Conferencia: Ahí tienes a tu madre. Las Últimas Miradas

 

Fotos: Natxo Francés

Excmo. y Rvdmo. D. Arturo Ros Murgadas

 

El misterio de la participación de la Virgen Madre Dolorosa en la Pasión y Muerte de su Hijo es probablemente el acontecimiento evangélico que ha encontrado un eco más amplio y más intenso en la religiosidad popular, en determinados ejercicios de piedad y, en proporción a los demás misterios, también en la liturgia cristiana de oriente y occidente. 

Es en el acontecimiento de la crucifixión donde encontramos el significado primero y último de la Dolorosa: “Junto a la cruz de Jesús estaban su madre, la hermana de su madre, María la de Cleofás, y María, la Magdalena. Jesús, al ver a su madre y junto a ella al discípulo al que amaba, dijo a su madre: “Mujer, ahí tienes a tu hijo”. Luego, dijo al discípulo: “Ahí tienes a tu madre.” Y desde aquella hora, el discípulo la recibió como algo propio” (Jn 19, 25-27). Y una vez más la devoción de los fieles quiso prolongar la participación amorosa de la madre en la muerte redentora del Hijo recordando, como en un díptico, “la acogida en el regazo de María de Jesús bajado de la cruz y la entrega al sepulcro del cuerpo de su Hijo”.

La meditación de esta escena del Evangelio es inagotable y deberás volver sin cesar a ella, tanto para comprender el deseo de Cristo como para aceptar la voluntad del Padre. Es preciso que veas y oigas a Cristo decirle a María señalándote: “He ahí a tu hijo”. Y, al mismo tiempo, es preciso que estas palabras de Jesús traspasen tu corazón en el momento en el que él dice: “He ahí a tu madre”. Recordamos que Jesús, con frecuencia hablaba de la ternura y de la compasión de Dios, al que revela con su palabra y con sus gestos. Y el mismo Jesús practicaba esas miradas de un Dios que, porque es Padre y Madre, empiezan en los ojos y acaban en las entrañas. Hay diversos pasajes evangélicos que nos dicen que, tras contemplar con los ojos a la multitud desorientada y doliente que le seguía, a Jesús, compasivamente, se le derretían las entrañas.

Nos podemos preguntar: ¿dónde aprendió Jesús la ternura de Dios, su bondad paterna y sus rasgos maternales? Jesús la aprendió de la tradición; pero sobre todo de su propia experiencia, en contacto con María. Ella lo vio crecer en su vida oculta en Nazaret. De la experiencia, atenta observación y el roce cotidiano con su madre, que lo había llevado en sus entrañas, aprendió Jesús lo que era la ternura, el abrigo, la caricia, la delicadeza… Y esas experiencias, las de Dios Padre le hacen mostrar, al Hijo tierno y fuerte, reciamente leal y acogedóramente comprensivo; en fin, Padre y Madre a la vez. En el hogar de Nazaret, empapado por la atenta solicitud y ternura con que sus padres le rodeaban aprendió Jesús a mirar con ternura y misericordia.

*Datos proporcionados*
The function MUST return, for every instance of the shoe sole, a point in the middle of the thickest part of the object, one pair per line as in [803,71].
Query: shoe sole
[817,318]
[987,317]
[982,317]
---
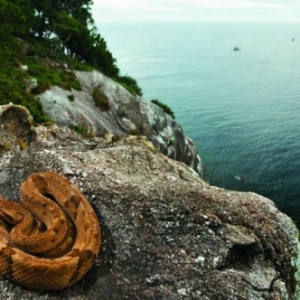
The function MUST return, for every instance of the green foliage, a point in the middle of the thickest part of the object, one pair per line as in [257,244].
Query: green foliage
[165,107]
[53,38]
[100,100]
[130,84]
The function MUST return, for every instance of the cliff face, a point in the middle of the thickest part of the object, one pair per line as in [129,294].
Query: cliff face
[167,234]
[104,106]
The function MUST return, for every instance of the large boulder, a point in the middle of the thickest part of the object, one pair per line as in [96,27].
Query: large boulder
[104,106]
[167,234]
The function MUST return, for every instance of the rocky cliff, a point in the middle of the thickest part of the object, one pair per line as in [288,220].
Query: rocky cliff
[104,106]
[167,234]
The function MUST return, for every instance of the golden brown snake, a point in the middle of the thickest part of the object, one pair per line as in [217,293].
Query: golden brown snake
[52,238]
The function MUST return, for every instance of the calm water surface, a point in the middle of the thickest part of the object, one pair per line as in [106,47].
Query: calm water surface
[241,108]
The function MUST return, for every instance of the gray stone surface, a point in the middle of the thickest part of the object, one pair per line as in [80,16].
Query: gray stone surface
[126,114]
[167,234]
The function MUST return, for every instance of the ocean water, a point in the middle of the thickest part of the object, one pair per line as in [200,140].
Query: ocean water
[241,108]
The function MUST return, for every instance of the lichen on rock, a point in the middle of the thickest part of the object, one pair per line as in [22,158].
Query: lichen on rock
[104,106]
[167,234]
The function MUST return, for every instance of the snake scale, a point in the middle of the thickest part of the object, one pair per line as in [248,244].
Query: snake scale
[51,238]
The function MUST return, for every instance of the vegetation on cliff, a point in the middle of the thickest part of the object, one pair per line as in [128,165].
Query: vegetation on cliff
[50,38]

*Tarea requerida*
Prolonga la conferencia sobre la Virgen Dolorosa a partir de su última oración, manteniendo su tono y su línea de reflexión.

*Respuesta escrita*
Podemos decir que las últimas miradas serían una profundidad indescriptible, ojos abiertos y expresivos, miradas que expresan y hablan, gestos que delatan y muestran hasta lo más profundo del alma. Por eso quiero detenerme, por emoción, pero sobre todo por convicción en esa realidad envolvente, casi imperceptible y, sin embargo, tan evidente en la Madre y en Jesús. Sí, me refiero a la “ternura”.

 

 

Ternura es la palabra que compendia la vida de Jesús. Ternura es lo que debieron sentir los ciegos cuando Jesús les abría los ojos; el leproso cuando, además de curarle, lo “incluía” en la sociedad que lo había excluido, el inválido al que levantaba de su camilla, la pecadora públicamente condenada sobre la que se agachaba el silencio… La ternura de Dios es la que debían de experimentar los pobres cuando Jesús les anunciaba la Buena Noticia. En un mundo duro y nada tierno, como es el nuestro, en nuestra sociedad egoísta y competitiva, nos endurecemos, nos encallecemos. Por eso hay que pedirla. Pidamos que, como discípulos del Señor que queremos ser, poseamos una ternura curativa, balsámica, que lucha contra el sufrimiento e intenta aliviarlo para hacer más felices a las personas que nos rodean; y que sepamos contagiar esa ternura.

Recordemos que la actitud de María en el Calvario, es sobre todo, una presencia contemplativa, en el sentido de que mira con los ojos del corazón al que han traspasado. Su presencia, es en primer lugar una presencia silenciosa: no dice nada, como su Hijo, pero el silencio de la madre es infinitamente más elocuente que sus palabras. Frente a la cruz hay que evitar las charlatanerías inútiles, los sentimientos artificiales, y hay que mirar sencillamente con intensidad y en silencio a Aquel, hasta tal punto desfigurado, que no tiene ya rostro de hombre. Pero en la mirada de María, hay infinitamente más que compartir el sufrimiento de Jesús. Su mirada humana está totalmente cargada de amor compasivo por su Hijo. A fuerza de contemplar el rostro de Jesús en la cruz y dejarse mirar por él, María fue invadida por el fuego del amor trinitario que Jesús había venido a traer a la tierra y se convirtió en una copia viva de Él. “A su bondad materna, así como a su pureza y belleza virginal se dirigen los hombres y las mujeres de todos los tiempos y de todas las partes del mundo en sus necesidades y esperanzas, en sus alegrías y contratiempos, en su soledad y en su convivencia. Y siempre experimentan el don de su bondad; experimentan el amor inagotable que derrama desde lo más profundo de su corazón” (DCE, 42).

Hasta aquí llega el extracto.